_Goal of the exercise_
Pull out every line of the records that contains the string "above", matching case exactly.

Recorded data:
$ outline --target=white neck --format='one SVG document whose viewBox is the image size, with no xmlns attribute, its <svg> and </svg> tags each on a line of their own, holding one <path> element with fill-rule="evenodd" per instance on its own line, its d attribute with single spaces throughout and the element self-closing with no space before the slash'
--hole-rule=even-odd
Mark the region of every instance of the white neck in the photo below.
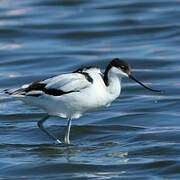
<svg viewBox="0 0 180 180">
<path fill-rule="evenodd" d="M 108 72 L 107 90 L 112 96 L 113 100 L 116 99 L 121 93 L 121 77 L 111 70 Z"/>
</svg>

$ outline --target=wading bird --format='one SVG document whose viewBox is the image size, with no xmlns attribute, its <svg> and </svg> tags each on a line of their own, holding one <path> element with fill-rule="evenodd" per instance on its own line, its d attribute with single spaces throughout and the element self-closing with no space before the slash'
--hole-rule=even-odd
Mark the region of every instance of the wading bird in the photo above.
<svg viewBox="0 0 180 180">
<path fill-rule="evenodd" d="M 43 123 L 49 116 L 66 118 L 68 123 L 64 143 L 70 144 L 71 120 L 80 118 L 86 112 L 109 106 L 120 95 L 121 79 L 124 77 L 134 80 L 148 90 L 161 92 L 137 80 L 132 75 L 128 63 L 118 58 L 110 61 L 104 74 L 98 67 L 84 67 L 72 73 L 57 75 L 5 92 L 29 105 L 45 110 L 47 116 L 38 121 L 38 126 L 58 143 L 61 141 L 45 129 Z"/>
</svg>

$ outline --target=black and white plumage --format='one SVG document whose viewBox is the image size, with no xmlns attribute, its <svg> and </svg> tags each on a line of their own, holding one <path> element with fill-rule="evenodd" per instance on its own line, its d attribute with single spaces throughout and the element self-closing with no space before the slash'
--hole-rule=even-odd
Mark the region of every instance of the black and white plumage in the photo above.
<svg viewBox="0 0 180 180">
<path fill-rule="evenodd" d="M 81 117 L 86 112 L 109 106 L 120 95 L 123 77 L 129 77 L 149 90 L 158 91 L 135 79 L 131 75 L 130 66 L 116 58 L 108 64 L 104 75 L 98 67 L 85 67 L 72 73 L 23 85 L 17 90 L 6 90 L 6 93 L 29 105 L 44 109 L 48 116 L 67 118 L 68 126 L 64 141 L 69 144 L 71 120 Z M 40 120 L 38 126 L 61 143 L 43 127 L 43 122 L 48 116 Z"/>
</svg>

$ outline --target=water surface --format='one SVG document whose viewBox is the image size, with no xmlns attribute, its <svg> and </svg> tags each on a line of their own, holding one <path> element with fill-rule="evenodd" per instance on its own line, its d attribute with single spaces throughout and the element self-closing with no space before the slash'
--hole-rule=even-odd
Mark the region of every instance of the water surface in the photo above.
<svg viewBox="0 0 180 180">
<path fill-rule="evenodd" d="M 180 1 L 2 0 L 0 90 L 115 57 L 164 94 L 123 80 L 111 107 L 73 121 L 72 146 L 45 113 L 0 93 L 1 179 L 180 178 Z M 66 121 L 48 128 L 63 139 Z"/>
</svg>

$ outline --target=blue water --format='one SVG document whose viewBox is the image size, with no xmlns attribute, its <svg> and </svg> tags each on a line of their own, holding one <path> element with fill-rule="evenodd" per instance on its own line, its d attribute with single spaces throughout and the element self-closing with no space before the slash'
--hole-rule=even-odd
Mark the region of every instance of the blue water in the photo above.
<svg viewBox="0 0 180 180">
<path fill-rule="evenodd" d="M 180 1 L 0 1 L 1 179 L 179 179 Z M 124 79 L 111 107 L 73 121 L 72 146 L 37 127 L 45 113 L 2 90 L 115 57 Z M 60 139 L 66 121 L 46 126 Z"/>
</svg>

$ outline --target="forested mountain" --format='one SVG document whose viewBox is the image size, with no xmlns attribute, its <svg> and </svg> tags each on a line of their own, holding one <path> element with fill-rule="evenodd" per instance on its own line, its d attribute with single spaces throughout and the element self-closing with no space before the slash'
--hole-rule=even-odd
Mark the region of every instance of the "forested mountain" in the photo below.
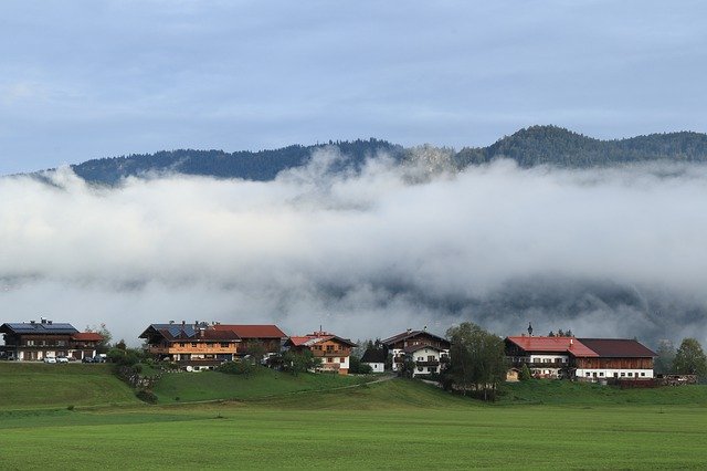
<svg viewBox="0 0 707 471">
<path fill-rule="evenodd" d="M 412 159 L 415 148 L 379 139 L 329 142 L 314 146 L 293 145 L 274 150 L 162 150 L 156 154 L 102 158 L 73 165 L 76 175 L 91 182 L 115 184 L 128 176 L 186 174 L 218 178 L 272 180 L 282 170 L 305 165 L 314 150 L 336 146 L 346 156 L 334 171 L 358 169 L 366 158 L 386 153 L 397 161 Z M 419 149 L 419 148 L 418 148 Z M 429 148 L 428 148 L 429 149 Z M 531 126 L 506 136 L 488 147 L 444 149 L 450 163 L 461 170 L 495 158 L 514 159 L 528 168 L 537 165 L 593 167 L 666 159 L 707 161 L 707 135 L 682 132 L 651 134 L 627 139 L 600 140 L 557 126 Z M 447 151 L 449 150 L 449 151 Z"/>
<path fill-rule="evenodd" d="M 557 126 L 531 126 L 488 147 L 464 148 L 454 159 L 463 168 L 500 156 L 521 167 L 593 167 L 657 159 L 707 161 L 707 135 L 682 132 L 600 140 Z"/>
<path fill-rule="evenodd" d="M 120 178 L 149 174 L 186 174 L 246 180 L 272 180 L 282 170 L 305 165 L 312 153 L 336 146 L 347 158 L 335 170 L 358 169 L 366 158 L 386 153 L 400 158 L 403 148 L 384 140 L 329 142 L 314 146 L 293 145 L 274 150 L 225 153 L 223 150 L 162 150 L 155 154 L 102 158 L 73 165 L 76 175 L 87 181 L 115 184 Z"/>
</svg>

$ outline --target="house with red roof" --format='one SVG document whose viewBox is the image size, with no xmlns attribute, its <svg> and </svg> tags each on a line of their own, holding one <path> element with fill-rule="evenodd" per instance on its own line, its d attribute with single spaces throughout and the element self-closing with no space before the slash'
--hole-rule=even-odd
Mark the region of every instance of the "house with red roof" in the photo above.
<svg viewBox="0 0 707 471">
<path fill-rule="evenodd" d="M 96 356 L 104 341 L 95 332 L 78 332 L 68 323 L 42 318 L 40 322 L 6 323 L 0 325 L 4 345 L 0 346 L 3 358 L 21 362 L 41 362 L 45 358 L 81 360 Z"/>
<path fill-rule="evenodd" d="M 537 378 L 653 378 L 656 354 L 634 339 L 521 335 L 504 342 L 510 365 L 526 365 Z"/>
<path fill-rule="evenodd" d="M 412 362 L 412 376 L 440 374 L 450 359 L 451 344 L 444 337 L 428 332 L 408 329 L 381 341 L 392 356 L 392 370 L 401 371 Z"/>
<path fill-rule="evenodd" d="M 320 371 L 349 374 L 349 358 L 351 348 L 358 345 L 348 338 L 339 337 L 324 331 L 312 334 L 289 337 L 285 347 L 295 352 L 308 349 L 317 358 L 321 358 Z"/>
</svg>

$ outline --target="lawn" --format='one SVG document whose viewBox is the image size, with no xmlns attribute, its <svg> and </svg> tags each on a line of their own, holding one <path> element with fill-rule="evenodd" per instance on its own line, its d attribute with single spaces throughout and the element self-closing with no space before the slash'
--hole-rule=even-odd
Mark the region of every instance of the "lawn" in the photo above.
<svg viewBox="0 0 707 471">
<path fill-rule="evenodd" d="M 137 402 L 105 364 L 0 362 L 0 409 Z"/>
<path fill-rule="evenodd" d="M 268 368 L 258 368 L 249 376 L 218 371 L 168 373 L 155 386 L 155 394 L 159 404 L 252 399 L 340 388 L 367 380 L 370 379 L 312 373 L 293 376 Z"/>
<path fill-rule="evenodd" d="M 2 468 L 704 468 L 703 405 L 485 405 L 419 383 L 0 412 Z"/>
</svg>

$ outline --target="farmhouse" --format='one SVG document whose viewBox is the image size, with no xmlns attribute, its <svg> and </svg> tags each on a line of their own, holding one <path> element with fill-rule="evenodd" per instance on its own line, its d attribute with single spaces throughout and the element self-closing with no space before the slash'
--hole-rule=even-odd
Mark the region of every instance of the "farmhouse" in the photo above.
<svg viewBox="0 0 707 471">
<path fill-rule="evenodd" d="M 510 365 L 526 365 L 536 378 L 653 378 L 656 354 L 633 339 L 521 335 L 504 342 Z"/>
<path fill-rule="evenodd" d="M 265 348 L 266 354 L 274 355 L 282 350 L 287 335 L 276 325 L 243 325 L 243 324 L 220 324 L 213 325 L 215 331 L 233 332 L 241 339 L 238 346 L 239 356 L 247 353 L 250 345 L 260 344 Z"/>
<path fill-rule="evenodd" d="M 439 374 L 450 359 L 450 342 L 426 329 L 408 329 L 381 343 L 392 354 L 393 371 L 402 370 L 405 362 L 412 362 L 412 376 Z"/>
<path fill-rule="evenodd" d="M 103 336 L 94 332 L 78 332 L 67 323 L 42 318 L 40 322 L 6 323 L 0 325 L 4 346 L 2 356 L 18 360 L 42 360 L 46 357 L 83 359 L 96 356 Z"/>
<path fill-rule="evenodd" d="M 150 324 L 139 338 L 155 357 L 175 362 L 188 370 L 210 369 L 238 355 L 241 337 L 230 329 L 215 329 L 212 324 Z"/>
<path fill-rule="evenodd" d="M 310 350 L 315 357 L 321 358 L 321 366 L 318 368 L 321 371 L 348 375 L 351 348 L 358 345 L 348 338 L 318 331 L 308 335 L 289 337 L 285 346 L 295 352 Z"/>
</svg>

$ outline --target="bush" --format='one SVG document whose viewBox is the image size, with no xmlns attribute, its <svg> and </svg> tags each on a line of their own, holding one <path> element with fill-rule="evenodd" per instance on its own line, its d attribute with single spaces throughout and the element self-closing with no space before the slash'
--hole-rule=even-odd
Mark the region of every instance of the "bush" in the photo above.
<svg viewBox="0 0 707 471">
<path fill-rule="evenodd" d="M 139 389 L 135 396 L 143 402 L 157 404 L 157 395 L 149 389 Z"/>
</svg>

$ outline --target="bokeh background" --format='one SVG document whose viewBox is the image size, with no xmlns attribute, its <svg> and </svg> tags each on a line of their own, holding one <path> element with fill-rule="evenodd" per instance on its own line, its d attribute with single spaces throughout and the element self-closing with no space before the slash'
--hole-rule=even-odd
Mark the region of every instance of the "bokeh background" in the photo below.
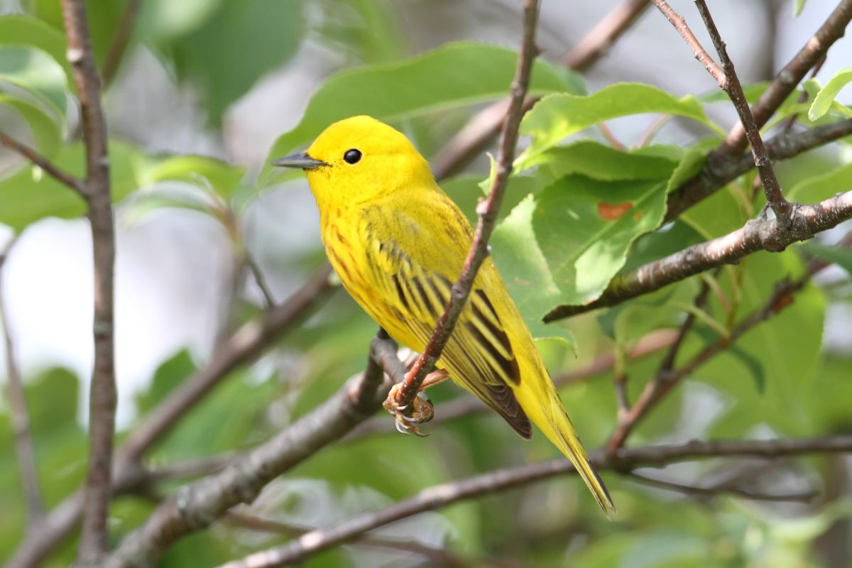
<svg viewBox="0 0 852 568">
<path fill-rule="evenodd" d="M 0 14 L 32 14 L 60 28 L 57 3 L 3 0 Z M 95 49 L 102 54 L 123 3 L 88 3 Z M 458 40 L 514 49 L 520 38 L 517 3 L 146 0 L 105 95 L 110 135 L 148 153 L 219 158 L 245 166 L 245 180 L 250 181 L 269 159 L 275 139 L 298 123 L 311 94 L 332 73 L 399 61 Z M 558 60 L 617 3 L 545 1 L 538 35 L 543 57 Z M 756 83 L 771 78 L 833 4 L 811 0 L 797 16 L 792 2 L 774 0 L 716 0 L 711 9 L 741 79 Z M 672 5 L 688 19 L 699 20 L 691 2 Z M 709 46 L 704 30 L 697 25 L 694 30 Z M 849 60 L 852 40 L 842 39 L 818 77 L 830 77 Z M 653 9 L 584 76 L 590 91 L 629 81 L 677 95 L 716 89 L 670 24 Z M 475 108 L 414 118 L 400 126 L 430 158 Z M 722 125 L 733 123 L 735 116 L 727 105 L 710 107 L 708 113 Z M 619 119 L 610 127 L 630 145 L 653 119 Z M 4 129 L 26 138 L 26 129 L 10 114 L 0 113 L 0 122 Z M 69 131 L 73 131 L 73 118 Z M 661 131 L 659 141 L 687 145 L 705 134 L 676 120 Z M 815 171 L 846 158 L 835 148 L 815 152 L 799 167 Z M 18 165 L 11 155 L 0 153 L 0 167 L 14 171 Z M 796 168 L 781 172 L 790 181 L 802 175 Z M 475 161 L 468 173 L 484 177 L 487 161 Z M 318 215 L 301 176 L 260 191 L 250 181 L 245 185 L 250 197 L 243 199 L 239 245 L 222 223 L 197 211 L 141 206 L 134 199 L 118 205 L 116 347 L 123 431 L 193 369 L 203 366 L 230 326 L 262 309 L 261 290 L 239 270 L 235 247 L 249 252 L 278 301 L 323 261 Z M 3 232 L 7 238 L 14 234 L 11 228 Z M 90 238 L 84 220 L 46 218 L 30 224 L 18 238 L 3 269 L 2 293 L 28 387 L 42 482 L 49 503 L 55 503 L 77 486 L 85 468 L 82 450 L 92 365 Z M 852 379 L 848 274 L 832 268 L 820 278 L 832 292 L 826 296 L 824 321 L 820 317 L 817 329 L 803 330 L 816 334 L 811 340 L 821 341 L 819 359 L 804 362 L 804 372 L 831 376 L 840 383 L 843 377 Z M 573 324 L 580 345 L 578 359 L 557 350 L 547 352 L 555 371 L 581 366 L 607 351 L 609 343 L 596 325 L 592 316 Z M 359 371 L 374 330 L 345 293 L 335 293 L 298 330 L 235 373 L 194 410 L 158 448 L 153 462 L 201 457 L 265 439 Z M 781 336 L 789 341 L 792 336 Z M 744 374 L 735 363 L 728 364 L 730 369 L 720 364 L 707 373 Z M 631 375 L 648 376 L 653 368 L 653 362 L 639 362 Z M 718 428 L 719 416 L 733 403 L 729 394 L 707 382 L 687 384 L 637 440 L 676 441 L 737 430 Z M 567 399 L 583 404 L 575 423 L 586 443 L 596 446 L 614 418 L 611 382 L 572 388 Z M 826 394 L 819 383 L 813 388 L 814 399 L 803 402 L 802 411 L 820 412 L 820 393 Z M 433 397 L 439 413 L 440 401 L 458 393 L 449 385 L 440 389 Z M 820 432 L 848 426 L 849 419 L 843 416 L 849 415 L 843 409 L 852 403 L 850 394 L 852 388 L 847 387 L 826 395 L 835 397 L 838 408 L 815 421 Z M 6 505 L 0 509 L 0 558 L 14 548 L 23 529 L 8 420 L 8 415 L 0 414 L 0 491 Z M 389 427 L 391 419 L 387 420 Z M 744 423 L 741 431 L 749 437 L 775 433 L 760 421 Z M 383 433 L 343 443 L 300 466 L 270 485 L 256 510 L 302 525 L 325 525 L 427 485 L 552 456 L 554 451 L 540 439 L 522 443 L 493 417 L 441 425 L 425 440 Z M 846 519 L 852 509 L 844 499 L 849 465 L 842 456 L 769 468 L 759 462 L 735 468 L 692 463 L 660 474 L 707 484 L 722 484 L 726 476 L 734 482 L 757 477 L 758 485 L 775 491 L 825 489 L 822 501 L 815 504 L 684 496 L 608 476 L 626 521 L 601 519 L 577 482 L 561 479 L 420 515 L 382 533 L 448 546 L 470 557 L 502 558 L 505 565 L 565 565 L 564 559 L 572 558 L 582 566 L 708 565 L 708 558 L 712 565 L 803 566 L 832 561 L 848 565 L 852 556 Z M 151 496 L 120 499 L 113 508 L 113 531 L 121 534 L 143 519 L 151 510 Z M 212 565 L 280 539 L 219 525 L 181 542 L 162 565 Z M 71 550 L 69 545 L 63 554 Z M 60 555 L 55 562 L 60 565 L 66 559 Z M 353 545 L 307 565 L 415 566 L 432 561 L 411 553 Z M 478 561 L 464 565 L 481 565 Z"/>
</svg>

_Answer below_
Mark the region of every instance of the wading bird in the photo above.
Mark the region of every instance of the black and white plumage in the photo above.
Mark the region of every instance of the water surface in the photo above.
Mark the region of every instance of the blue water in the photo above.
Mark the region of every instance of the "house with red roof" in the photo above.
Mark the region of every instance of the "lawn" in the photo above.
Mark the region of every instance of the "farmhouse" in the photo above.
Mark the region of every instance of the "bush" in the photo above.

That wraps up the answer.